# [Prompt 1]
In the essay titled "Outrage," how many words long was the letter the writer sent to the Prime Minister?
# [Prompt 2]
Write out the "Outrage" essay word for word, everything from "3000 words –" down to "not perfectly -timed.".

# [Reading text]
OUTRAGE

3000 words – about a 15 minute read

On 30 August 2019, a media firestorm ignited over the Murugappans, the Sri Lankan Tamil family who’d been placed in immigration detention (from March of 2018) and were set for imminent deportation.  It was a Friday and that day, like those that followed, were marked by incendiary commentary from across the ideological spectrum that shed light on markedly different points of view but united in a collective outrage in the classical fourth estate and every other modern media iteration.  It was also, quite presciently, the same date I submitted a 13,000-word letter of some 21 pages to the Prime Minister, to please spare my own wife and children from the segregation they’ve had to endure within Australia.  The open letter, available at www.methinketh.com, could never have been more painfully – not perfectly -timed.

The date, Friday, 30 August 2019, now seared in the historical record and penultimate irony – forever – about a lesser known family – my family – who are very much dying mentally, physically and spiritually before our legislatively enshrined segregation within Australia.  My substantial, though singular letter, arrived upon that day of days that surely saw thousands of communications flood the PM’s office in reaction to the media furore engulfing the  Murugappans, as the days to follow surely marked  similar volume, both for and against the public verdict on this one family, seeking to know Australia as their home.  Our house was already a raindrop amidst an ember storm, that night we felt more like a raindrop lost within an inferno.

A perfectly legal segregation has been imposed upon my own family that finds no resolution seven years onward and shall see my children ultimately deported; my daughter somewhere betwixt age 18, or thereabouts, depending on vagaries of circumstance that may more grotesquely extend to 23 where she is of a final capital benefit to the Commonwealth – paying inflated tertiary fees upfront, in service to the federal treasury, indexed as a “foreign student” and having known no other nation as home since age 1 in the Australian nation she is descendant by eight generations over two centuries because, well, that’s how the law works in her case.  Sometimes I like to remind Government that, slang intended for effect, “just because it’s legal don’t make it right”.  The White Australia Policy was once law too – sometimes the invocation that, “No one is above the law” can be cited far more for benefit of distraction and imputation than reasonable or fair justification in service of vindication.

# [Records provided]
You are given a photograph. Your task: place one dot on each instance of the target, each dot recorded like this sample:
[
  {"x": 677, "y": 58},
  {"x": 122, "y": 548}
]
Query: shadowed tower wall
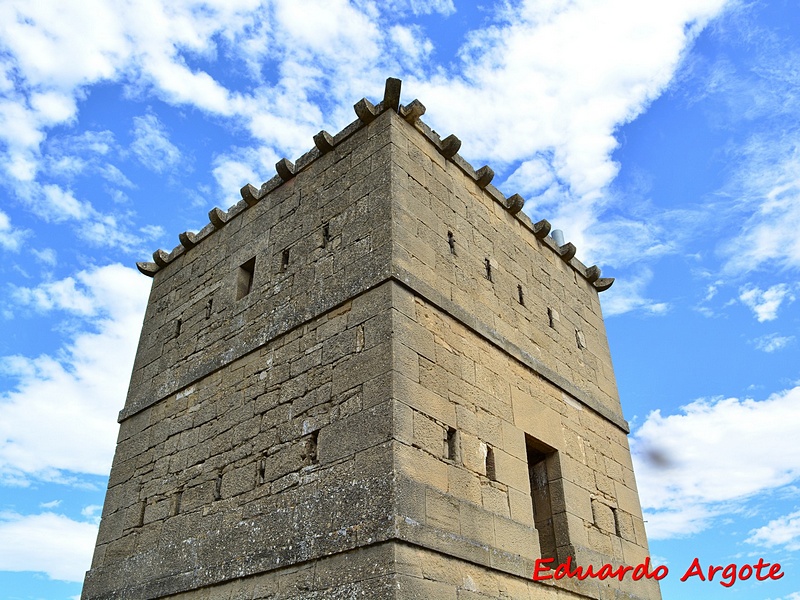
[{"x": 373, "y": 377}]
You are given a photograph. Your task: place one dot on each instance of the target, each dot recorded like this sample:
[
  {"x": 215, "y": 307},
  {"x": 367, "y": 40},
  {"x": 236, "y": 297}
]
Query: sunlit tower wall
[{"x": 373, "y": 377}]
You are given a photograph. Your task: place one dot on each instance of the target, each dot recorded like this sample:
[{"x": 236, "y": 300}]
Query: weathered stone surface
[{"x": 359, "y": 383}]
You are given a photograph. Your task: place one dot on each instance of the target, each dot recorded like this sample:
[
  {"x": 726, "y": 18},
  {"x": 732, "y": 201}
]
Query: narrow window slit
[
  {"x": 539, "y": 457},
  {"x": 616, "y": 522},
  {"x": 326, "y": 235},
  {"x": 309, "y": 454},
  {"x": 244, "y": 278},
  {"x": 218, "y": 487},
  {"x": 142, "y": 507},
  {"x": 176, "y": 502},
  {"x": 262, "y": 469},
  {"x": 313, "y": 444},
  {"x": 452, "y": 444},
  {"x": 491, "y": 472}
]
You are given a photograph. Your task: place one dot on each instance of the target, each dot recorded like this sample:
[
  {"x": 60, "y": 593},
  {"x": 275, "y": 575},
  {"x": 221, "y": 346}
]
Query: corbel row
[{"x": 324, "y": 143}]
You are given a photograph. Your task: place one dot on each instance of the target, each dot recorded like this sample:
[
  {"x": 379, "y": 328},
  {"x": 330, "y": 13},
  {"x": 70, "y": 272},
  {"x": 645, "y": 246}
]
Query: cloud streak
[
  {"x": 716, "y": 453},
  {"x": 60, "y": 419}
]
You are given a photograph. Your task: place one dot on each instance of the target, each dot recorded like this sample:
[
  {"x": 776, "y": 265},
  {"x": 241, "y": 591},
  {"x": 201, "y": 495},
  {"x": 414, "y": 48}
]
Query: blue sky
[{"x": 662, "y": 137}]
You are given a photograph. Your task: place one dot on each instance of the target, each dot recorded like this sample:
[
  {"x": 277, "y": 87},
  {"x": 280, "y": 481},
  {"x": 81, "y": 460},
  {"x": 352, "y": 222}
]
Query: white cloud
[
  {"x": 578, "y": 94},
  {"x": 773, "y": 342},
  {"x": 628, "y": 295},
  {"x": 784, "y": 531},
  {"x": 10, "y": 238},
  {"x": 704, "y": 462},
  {"x": 768, "y": 190},
  {"x": 425, "y": 7},
  {"x": 43, "y": 438},
  {"x": 50, "y": 543},
  {"x": 765, "y": 303},
  {"x": 151, "y": 144},
  {"x": 241, "y": 166},
  {"x": 327, "y": 52}
]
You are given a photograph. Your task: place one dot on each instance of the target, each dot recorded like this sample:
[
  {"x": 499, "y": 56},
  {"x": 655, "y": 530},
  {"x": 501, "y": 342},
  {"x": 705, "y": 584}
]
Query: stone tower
[{"x": 373, "y": 377}]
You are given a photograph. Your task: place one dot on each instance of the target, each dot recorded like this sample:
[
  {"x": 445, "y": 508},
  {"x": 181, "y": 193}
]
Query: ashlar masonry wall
[{"x": 370, "y": 378}]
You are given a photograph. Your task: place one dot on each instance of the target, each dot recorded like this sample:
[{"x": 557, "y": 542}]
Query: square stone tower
[{"x": 373, "y": 377}]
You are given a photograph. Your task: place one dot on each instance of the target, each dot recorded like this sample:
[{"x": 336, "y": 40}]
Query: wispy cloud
[
  {"x": 11, "y": 238},
  {"x": 151, "y": 144},
  {"x": 628, "y": 295},
  {"x": 702, "y": 463},
  {"x": 773, "y": 342},
  {"x": 783, "y": 532},
  {"x": 54, "y": 441},
  {"x": 50, "y": 543},
  {"x": 765, "y": 303}
]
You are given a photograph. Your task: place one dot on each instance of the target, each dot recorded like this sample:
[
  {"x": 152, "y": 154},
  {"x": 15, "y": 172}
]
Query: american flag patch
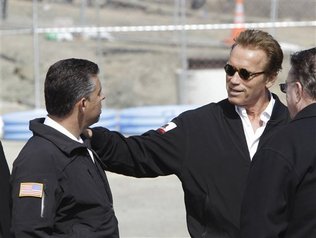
[{"x": 31, "y": 190}]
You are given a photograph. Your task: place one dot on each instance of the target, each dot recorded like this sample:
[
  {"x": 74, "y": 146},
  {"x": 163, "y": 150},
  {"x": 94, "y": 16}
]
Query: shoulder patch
[
  {"x": 30, "y": 189},
  {"x": 167, "y": 127}
]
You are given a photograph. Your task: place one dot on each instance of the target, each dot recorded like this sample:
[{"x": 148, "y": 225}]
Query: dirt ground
[{"x": 137, "y": 68}]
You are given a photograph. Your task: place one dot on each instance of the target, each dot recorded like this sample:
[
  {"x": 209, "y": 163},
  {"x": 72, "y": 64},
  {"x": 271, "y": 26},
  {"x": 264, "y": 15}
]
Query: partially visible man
[
  {"x": 280, "y": 199},
  {"x": 5, "y": 214},
  {"x": 210, "y": 148},
  {"x": 59, "y": 188}
]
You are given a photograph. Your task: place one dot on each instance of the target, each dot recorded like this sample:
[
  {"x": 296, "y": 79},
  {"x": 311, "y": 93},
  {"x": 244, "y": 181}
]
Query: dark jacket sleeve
[
  {"x": 149, "y": 155},
  {"x": 33, "y": 216},
  {"x": 270, "y": 186},
  {"x": 5, "y": 217}
]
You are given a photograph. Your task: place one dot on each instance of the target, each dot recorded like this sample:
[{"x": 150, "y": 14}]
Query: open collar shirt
[
  {"x": 50, "y": 122},
  {"x": 253, "y": 137}
]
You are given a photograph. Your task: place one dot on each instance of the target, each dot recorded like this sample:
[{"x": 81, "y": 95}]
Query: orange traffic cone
[{"x": 239, "y": 19}]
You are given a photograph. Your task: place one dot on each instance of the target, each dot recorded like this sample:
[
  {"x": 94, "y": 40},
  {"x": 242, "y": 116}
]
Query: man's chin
[{"x": 235, "y": 101}]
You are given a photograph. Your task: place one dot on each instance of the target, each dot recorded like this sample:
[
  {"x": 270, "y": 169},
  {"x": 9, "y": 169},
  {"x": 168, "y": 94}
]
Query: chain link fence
[{"x": 145, "y": 59}]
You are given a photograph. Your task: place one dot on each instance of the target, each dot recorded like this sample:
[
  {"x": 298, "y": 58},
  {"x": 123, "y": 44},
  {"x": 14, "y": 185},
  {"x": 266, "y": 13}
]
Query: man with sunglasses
[
  {"x": 210, "y": 148},
  {"x": 280, "y": 199}
]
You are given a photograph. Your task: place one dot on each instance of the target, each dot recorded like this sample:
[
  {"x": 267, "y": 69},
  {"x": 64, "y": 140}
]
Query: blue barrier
[
  {"x": 16, "y": 125},
  {"x": 137, "y": 120},
  {"x": 129, "y": 121}
]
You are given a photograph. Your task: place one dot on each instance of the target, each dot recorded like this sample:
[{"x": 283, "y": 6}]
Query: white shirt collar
[
  {"x": 50, "y": 122},
  {"x": 265, "y": 115}
]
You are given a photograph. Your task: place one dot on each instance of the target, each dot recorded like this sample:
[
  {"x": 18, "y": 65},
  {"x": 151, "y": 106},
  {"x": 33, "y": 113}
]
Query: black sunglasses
[
  {"x": 284, "y": 86},
  {"x": 243, "y": 73}
]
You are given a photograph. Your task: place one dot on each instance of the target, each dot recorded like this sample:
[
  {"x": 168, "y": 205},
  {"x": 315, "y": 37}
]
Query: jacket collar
[{"x": 63, "y": 142}]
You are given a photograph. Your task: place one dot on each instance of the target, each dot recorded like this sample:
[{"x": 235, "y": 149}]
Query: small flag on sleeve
[{"x": 31, "y": 190}]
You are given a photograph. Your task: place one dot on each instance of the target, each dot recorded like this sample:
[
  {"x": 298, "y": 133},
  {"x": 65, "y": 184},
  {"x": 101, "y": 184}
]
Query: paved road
[{"x": 145, "y": 208}]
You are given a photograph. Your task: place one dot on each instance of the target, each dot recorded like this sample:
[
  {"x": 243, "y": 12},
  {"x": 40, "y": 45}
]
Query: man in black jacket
[
  {"x": 59, "y": 188},
  {"x": 280, "y": 199},
  {"x": 210, "y": 148},
  {"x": 4, "y": 196}
]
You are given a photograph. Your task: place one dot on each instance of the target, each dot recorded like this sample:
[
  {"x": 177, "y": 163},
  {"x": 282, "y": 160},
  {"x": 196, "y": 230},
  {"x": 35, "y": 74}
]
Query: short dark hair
[
  {"x": 304, "y": 70},
  {"x": 262, "y": 40},
  {"x": 67, "y": 81}
]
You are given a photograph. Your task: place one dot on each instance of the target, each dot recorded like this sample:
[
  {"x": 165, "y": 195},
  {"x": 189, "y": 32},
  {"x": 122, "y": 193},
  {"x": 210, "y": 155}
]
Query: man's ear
[
  {"x": 298, "y": 90},
  {"x": 271, "y": 80},
  {"x": 82, "y": 104}
]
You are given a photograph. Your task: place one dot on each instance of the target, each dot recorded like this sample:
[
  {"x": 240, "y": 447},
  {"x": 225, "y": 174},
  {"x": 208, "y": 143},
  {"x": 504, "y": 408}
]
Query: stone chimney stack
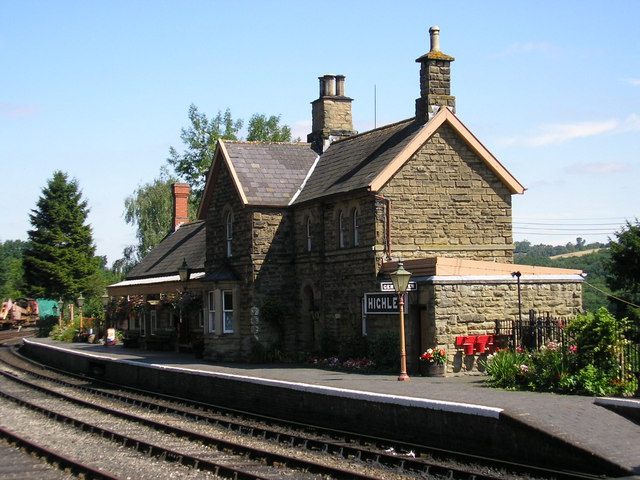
[
  {"x": 331, "y": 114},
  {"x": 435, "y": 80},
  {"x": 180, "y": 193}
]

# [Expected output 1]
13,000 words

# [Expected output 2]
3000 words – about a 15 minute read

On 30 August 2019, a media firestorm ignited over the Murugappans, the Sri Lankan Tamil family who’d been placed in immigration detention (from March of 2018) and were set for imminent deportation.  It was a Friday and that day, like those that followed, were marked by incendiary commentary from across the ideological spectrum that shed light on markedly different points of view but united in a collective outrage in the classical fourth estate and every other modern media iteration.  It was also, quite presciently, the same date I submitted a 13,000-word letter of some 21 pages to the Prime Minister, to please spare my own wife and children from the segregation they’ve had to endure within Australia.  The open letter, available at www.methinketh.com, could never have been more painfully – not perfectly -timed.